* **ОТРЫВОК**:
^^^^^^^^

Но пришло время, когда пейзажи Армении остались только фоном жизни композитора. Его захватила работа.
Она кипела повсюду. Создавалось все первое: первая гидростанция, первый Государственный драматический театр, первая художественная студия, первый университет.
Свой ум, талант, накопленные за всю жизнь знания, отдавали созданию социалистической культуры Армении патриоты-мечтатели, съехавшиеся в Армению со всех концов России.
Спендиарову они казались сказочными богатырями. Несмотря на труднейшие условия — жизнь еще не наладилась,— они оставались бодрыми, деятельными, а главное, не теряли способности безудержно веселиться.
Хрупкий Александр Афанасьевич скоро устал от бесконечных банкетов, устраиваемых «богатырями» в его честь, и от отсутствия домашнего уклада.
Не имея возможности сосредоточиться на каком-нибудь занятии, он бесцельно слонялся по дому, бродил по улицам, заходил в консерваторию и сидел в полудремоте то в одном, то в другом классе.
Недели через две после приезда в Армению Спендиаров зашел к директору консерватории и сказал ему, что необходимо создать симфонический оркестр.
Споры, возникшие по этому поводу, отняли у композитора много драгоценного времени. Но наконец в самый обыкновенный будничный день девятнадцать раскрасневшихся от волнения юношей расставили в зале классные пюпитры, и Александр Афанасьевич встал за дирижерский пульт.
Что-то совсем новое поселилось в душе композитора. С радостью принимал он теперь участие в шумных беседах «богатырей», был весел, как они, шутил, смеялся. Его дни были заполнены до позднего вечера. Он занимался со вновь создаваемым оркестром, выправлял оркестровые партии сочинений, включенных в программу первого концерта первого симфонического оркестра Армении.

^^^^^^^^

* **ИСХОДНЫЕ ДАННЫЕ**:
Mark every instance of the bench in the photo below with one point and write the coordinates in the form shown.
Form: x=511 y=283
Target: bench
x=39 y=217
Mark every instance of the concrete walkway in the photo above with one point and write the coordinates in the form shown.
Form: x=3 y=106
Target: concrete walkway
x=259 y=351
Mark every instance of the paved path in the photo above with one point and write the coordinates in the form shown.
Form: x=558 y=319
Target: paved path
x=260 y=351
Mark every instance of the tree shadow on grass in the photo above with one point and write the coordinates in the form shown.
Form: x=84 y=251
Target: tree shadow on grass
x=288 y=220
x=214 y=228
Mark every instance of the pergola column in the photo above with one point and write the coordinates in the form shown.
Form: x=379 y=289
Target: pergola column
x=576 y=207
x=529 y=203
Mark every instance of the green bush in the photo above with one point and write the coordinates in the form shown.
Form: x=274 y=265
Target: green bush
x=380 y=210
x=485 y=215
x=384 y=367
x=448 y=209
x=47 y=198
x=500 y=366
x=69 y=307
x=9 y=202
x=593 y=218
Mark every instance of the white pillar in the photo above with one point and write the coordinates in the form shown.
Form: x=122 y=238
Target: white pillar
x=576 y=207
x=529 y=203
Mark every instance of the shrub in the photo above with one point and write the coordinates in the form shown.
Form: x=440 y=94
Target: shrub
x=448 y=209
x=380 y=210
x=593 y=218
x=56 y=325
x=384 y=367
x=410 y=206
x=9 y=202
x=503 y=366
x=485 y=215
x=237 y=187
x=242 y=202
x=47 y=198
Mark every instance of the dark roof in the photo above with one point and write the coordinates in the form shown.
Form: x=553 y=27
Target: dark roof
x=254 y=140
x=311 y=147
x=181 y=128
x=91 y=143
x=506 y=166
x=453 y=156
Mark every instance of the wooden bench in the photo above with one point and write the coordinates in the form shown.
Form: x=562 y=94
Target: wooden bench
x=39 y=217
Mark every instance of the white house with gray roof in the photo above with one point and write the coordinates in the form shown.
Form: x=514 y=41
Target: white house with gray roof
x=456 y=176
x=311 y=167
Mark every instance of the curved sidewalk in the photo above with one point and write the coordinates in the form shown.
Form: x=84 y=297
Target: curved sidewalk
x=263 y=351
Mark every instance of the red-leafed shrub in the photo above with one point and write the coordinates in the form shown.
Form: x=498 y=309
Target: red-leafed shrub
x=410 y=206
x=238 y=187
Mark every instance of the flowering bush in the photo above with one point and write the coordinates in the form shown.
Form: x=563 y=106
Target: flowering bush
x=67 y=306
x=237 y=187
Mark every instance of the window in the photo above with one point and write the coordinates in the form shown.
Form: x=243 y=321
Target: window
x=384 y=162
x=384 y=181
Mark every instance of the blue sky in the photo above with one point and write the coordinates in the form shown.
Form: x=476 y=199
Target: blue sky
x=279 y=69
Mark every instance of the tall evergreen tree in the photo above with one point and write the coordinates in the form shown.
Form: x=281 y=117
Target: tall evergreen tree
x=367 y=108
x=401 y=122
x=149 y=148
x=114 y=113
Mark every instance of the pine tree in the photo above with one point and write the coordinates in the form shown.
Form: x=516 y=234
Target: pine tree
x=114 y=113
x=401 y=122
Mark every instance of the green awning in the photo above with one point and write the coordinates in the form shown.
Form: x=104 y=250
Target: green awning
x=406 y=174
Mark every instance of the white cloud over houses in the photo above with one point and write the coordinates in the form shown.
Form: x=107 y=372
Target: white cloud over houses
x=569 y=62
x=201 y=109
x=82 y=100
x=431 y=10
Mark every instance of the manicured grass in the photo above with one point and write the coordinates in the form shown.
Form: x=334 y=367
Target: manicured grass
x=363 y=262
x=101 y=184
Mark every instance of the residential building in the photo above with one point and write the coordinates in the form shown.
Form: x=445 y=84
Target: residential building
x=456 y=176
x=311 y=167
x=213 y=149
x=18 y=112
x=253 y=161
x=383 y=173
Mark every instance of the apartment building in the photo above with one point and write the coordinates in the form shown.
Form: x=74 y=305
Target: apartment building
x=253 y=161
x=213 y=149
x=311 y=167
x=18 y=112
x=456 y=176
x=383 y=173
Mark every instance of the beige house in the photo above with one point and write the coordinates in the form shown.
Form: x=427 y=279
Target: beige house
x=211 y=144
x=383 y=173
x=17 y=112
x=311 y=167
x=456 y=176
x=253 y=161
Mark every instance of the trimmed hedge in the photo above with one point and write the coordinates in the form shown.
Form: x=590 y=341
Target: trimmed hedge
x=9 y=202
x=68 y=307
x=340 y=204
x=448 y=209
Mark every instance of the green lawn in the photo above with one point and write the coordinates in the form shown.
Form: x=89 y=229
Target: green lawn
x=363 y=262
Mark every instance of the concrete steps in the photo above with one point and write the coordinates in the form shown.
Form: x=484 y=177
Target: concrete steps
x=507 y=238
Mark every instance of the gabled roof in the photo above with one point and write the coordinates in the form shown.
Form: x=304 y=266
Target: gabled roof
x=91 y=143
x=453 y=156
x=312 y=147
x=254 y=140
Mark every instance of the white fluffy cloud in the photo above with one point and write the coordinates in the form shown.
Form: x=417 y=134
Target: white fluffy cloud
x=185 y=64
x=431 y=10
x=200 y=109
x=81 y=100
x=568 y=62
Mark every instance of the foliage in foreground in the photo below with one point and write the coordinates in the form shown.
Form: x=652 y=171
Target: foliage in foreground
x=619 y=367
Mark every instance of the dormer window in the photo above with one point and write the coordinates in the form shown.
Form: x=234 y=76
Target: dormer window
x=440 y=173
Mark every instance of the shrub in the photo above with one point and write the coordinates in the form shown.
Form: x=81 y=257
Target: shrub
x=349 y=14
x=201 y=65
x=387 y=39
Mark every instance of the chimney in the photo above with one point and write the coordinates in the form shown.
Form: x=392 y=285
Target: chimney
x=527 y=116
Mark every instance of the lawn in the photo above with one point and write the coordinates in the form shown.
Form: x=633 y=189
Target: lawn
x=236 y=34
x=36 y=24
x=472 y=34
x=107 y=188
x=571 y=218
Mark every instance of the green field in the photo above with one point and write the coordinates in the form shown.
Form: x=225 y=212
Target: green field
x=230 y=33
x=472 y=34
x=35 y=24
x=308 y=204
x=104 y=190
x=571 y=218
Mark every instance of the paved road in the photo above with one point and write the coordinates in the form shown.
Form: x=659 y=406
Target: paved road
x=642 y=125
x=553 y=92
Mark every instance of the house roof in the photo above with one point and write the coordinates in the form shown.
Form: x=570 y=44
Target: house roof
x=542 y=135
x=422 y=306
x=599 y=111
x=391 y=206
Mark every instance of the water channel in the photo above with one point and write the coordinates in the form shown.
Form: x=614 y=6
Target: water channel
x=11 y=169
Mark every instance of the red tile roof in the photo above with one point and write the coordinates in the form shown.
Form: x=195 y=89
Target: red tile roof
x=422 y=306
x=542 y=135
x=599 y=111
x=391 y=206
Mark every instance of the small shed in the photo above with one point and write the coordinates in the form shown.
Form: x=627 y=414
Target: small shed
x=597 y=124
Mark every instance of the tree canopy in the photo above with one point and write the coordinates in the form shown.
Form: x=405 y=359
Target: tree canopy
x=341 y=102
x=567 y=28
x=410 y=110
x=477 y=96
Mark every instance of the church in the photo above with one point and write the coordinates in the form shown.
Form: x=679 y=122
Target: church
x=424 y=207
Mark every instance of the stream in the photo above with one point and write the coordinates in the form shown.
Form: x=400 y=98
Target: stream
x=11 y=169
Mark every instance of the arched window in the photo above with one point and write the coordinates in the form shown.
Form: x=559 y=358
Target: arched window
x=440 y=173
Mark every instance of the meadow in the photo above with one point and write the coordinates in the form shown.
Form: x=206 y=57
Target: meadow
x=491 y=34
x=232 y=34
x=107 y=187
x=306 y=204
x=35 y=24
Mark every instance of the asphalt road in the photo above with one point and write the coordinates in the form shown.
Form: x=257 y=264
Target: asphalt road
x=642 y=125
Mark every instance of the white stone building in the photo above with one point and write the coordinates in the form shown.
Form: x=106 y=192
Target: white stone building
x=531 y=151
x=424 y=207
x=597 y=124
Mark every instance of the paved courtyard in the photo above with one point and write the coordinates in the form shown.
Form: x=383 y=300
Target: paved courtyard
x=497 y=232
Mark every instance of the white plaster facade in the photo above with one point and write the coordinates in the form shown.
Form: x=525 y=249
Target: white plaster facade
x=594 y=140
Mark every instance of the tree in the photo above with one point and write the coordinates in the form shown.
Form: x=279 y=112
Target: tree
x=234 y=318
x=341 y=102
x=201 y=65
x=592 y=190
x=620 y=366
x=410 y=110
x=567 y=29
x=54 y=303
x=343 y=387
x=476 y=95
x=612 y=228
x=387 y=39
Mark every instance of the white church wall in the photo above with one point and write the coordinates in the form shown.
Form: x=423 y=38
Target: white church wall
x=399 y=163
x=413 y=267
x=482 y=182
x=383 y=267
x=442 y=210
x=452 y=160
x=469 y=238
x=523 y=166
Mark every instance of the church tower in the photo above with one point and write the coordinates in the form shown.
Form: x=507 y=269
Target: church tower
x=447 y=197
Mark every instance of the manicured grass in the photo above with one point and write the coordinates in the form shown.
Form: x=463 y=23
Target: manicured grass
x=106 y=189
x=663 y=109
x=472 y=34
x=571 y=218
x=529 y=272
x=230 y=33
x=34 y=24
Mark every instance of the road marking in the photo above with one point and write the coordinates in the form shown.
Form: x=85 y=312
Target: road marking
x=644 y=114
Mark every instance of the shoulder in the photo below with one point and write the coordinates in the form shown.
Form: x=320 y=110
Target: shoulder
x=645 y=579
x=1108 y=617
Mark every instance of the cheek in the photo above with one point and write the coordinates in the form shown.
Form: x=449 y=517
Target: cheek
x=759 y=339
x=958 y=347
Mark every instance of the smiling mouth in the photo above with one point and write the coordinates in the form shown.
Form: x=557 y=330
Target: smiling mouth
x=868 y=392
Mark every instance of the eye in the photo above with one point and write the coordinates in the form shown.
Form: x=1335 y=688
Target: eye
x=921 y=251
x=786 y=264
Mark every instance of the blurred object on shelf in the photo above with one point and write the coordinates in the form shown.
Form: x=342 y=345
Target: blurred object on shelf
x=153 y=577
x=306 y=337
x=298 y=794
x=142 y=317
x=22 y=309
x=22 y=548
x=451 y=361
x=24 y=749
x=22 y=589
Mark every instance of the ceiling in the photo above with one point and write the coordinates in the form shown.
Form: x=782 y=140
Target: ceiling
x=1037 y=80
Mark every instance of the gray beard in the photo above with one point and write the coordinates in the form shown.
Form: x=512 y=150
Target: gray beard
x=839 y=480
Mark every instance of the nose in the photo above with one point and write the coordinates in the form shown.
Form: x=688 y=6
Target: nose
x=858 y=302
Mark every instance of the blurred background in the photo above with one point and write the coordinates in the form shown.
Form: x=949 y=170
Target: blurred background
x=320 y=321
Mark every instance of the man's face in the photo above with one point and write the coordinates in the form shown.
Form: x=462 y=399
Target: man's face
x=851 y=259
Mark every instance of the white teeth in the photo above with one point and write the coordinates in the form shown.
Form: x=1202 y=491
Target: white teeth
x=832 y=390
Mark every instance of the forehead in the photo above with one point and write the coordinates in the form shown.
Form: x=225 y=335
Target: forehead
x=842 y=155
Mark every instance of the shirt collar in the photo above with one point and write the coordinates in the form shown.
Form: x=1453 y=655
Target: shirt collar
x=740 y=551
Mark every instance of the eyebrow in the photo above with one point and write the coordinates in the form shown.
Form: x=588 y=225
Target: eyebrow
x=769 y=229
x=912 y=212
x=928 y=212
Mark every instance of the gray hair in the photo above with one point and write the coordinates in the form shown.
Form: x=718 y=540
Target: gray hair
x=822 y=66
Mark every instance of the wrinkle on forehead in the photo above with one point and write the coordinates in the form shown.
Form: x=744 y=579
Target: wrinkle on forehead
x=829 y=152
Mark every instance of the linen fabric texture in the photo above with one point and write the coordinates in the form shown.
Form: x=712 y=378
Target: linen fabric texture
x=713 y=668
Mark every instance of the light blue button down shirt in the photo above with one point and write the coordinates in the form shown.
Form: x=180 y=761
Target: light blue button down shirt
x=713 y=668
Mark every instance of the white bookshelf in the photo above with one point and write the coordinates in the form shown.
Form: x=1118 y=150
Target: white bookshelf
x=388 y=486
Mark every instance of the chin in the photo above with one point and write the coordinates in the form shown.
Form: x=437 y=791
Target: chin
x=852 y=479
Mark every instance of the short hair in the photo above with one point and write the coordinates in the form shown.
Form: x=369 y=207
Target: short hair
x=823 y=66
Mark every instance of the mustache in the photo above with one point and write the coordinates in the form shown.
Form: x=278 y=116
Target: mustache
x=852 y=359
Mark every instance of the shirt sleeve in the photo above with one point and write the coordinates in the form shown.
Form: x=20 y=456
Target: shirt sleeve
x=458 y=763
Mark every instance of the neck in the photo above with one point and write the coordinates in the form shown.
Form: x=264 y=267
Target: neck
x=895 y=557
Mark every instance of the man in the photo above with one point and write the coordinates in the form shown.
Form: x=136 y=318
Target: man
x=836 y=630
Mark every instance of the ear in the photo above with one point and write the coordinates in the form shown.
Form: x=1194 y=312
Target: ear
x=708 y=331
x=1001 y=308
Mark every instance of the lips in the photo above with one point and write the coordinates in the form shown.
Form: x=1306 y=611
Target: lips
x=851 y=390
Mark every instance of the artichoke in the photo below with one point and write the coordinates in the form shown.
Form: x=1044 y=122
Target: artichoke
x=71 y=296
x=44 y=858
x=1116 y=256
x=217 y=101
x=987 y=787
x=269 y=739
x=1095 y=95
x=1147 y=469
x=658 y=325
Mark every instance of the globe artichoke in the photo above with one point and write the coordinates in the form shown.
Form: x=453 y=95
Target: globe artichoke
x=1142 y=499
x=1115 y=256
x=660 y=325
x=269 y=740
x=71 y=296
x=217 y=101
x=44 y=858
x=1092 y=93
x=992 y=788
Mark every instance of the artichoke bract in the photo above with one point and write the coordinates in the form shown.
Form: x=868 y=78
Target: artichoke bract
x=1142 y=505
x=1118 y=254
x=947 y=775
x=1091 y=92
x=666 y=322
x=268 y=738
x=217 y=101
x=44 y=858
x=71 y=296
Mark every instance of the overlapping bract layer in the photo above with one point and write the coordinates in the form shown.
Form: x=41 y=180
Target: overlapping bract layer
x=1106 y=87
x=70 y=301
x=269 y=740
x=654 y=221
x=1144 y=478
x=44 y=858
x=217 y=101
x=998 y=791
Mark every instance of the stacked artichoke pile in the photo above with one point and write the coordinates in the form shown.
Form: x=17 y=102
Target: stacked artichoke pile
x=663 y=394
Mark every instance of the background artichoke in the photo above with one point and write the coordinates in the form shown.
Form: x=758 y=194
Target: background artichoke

^^^^^^^^

* **ЧТО СДЕЛАТЬ**:
1. Перепишите строки исходных данных в виде JSON-массива строковых значений, по одному значению на строку, без пустых строк. Начните со строки, содержащей «Mark every instance of the light», и закончите строкой, содержащей «x=852 y=479», включив обе.
2. Продолжите отрывок о Спендиарове в Армении, начав сразу после его последнего предложения.

* **СПИСОК ОТВЕТОВ**:
1.
[
  "Mark every instance of the light blue button down shirt in the photo above with one point and write the coordinates in the form shown.",
  "Form: x=180 y=761",
  "Target: light blue button down shirt",
  "x=713 y=668",
  "Mark every instance of the white bookshelf in the photo above with one point and write the coordinates in the form shown.",
  "Form: x=1118 y=150",
  "Target: white bookshelf",
  "x=388 y=486",
  "Mark every instance of the chin in the photo above with one point and write the coordinates in the form shown.",
  "Form: x=437 y=791",
  "Target: chin",
  "x=852 y=479"
]

2.
Приходил в столовую «Интернационал», в которой обычно обедали «богатыри», с целой оравой учеников. Занимал для них несколько столиков и, обедая, продолжал им что-то объяснять, дирижировать, напевать.
После первого концерта-первого симфонического оркестра, который состоялся 10 декабря 1924 года, Александр Афанасьевич оставался все таким же деятельным.
Его часто можно было видеть на тускло освещенныд пустынных улицах. Стоя под окнами старых плоскокрыших домиков, он внимательно слушал доносившуюся оттуда музыку, записывал адреса музыкантов, приглашал их в консерваторию.
— Это ведь самое начало музыкальной жизни Армении, — говорил он коллегам и ученикам, — начало музыкального образования, концертной жизни, начало филармонии, оперы! Надо проявить особую заботливость и внимание к молодым одаренным людям.
В свободные часы он любил гулять по главной улице Еревана.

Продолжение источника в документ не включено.